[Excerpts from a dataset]
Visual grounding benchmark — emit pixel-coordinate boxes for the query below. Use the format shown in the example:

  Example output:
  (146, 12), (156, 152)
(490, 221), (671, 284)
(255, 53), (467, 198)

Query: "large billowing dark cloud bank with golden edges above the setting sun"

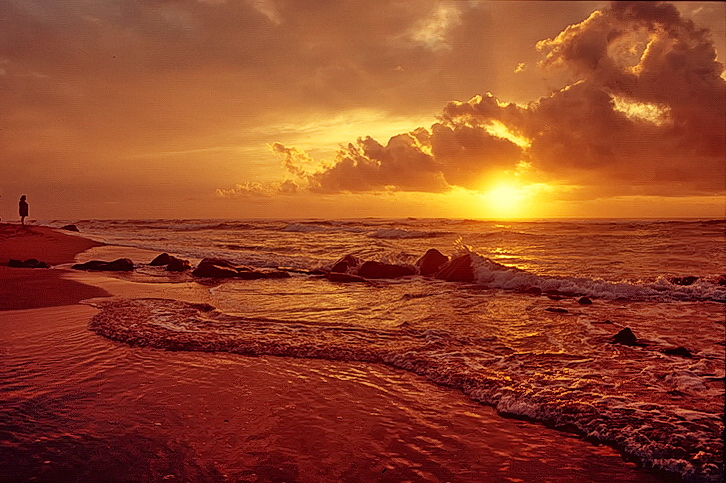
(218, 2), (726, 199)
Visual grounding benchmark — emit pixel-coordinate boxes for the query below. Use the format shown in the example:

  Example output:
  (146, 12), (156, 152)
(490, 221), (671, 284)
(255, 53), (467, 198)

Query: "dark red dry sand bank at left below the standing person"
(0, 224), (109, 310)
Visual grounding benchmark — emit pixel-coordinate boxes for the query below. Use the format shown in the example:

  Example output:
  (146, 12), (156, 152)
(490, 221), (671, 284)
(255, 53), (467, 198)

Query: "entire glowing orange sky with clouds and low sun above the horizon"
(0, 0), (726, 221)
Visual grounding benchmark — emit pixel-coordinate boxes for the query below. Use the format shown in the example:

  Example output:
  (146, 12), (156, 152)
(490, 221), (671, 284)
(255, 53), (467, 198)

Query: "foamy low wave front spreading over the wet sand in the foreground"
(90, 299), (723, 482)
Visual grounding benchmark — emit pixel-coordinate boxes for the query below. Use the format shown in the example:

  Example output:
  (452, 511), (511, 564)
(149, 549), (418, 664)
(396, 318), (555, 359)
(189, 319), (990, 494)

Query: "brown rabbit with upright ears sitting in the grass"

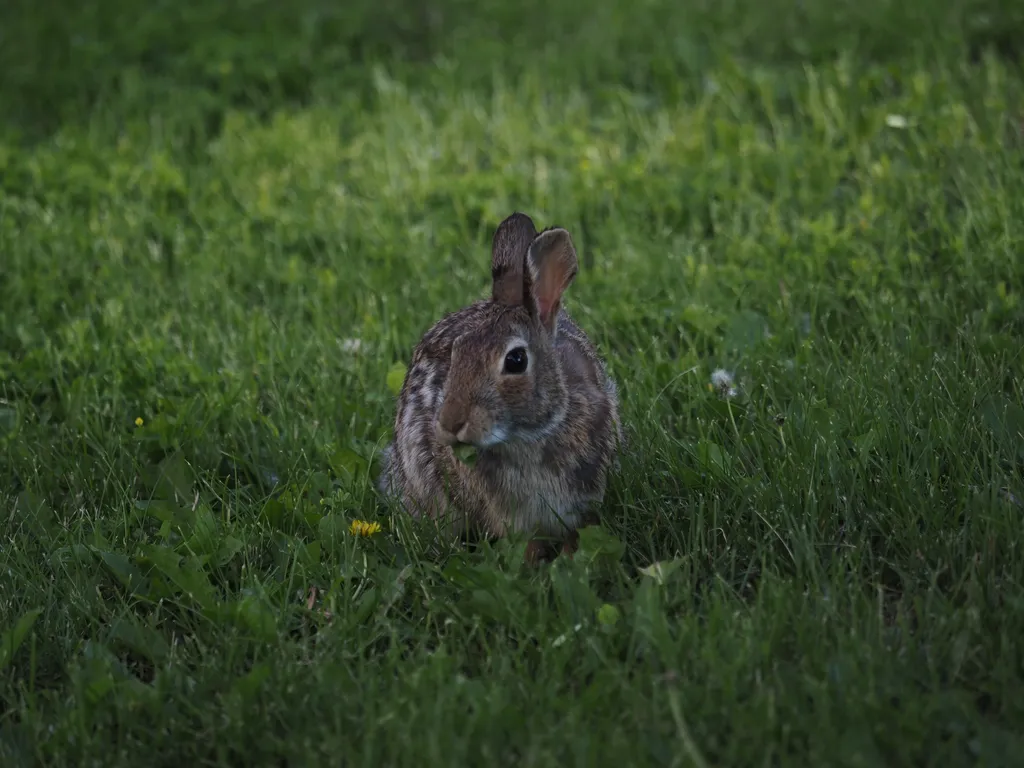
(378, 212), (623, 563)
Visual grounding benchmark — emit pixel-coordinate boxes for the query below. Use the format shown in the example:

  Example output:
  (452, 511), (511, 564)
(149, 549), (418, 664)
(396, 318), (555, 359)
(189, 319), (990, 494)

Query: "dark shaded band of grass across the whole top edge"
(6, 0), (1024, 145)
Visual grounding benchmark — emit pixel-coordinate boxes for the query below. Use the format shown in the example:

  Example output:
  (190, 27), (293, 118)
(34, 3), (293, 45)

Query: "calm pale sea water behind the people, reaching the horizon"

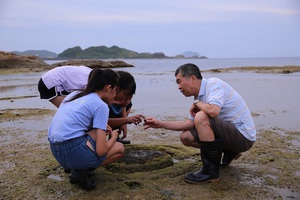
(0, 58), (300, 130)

## What you should do:
Without including any pictures, print each record exactly.

## Solution:
Visual grounding benchmark — emit pixel-coordinate boxes for the query below. Use the format shown in the example:

  Example output:
  (146, 12), (156, 152)
(490, 221), (671, 284)
(255, 53), (467, 198)

Query: "large billowing dark cloud bank with golden edges above the setting sun"

(218, 2), (726, 199)
Visual grounding benchmark — emit pixel-coordinate boxes for the query below. Use the format shown in the example:

  Example output:
  (146, 12), (156, 152)
(490, 221), (671, 284)
(255, 53), (467, 198)

Query: "dark red dry sand bank at left below the standing person"
(0, 224), (109, 310)
Visual grounding benchmark — emit pixel-coordinate boxes for the query below. Use the format shown in the example:

  Example output:
  (146, 12), (156, 152)
(490, 221), (671, 284)
(255, 53), (467, 198)

Query: "entire glowing orange sky with clouds and low sun above the horizon"
(0, 0), (726, 221)
Visual grounding benchmark — emit pixel-coordinate boxes for the query below. Use the format shown in the example:

  Example output:
  (146, 12), (156, 152)
(490, 221), (671, 284)
(255, 53), (467, 198)

Query: "foamy low wave front spreading over the wet sand in the foreground"
(90, 299), (723, 482)
Visual grounding benchmark — emit pixel-coordinate boxes for the query below. Use the format shown in the example:

  Example output:
  (452, 511), (511, 564)
(149, 549), (418, 664)
(396, 318), (555, 359)
(189, 319), (990, 494)

Query: "brown rabbit with upright ears sitting in the grass"

(378, 212), (623, 563)
Visual grounding benchmark — emit pixel-coordinate boxes for the query below. Use the format shown in the example:

  Example output:
  (452, 511), (511, 564)
(149, 549), (418, 664)
(396, 318), (555, 359)
(189, 319), (990, 494)

Query: "dark shaded band of grass across the whole top edge"
(6, 0), (1024, 145)
Visual grounding benchmark — emit pixel-coordinate boxes for the query below. Use the format shown in the example:

  Example output:
  (190, 27), (293, 118)
(34, 3), (293, 45)

Query: "calm pale sea water behind the people, reaching the horizon"

(0, 58), (300, 130)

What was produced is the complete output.